— PROVIDED MATERIAL —
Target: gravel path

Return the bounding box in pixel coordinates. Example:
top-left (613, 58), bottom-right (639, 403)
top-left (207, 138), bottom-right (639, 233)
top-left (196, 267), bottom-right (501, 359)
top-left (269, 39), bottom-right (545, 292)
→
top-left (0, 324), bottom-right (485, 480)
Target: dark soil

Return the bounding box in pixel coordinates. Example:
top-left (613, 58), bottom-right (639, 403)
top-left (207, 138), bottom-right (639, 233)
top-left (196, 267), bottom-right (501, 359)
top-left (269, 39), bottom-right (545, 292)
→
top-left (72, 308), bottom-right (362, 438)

— WORK REQUIRED —
Copy all of the records above word for word, from the first line through the last.

— FULL ANSWER —
Target: gravel path

Return the bounding box in pixel coordinates. Example:
top-left (613, 58), bottom-right (639, 403)
top-left (207, 138), bottom-right (639, 233)
top-left (196, 267), bottom-right (501, 359)
top-left (269, 39), bottom-right (545, 292)
→
top-left (0, 324), bottom-right (485, 480)
Target: dark soil

Return the bounding box in pixel coordinates. Example:
top-left (613, 58), bottom-right (639, 403)
top-left (207, 138), bottom-right (639, 233)
top-left (196, 267), bottom-right (501, 359)
top-left (269, 39), bottom-right (545, 292)
→
top-left (72, 308), bottom-right (362, 438)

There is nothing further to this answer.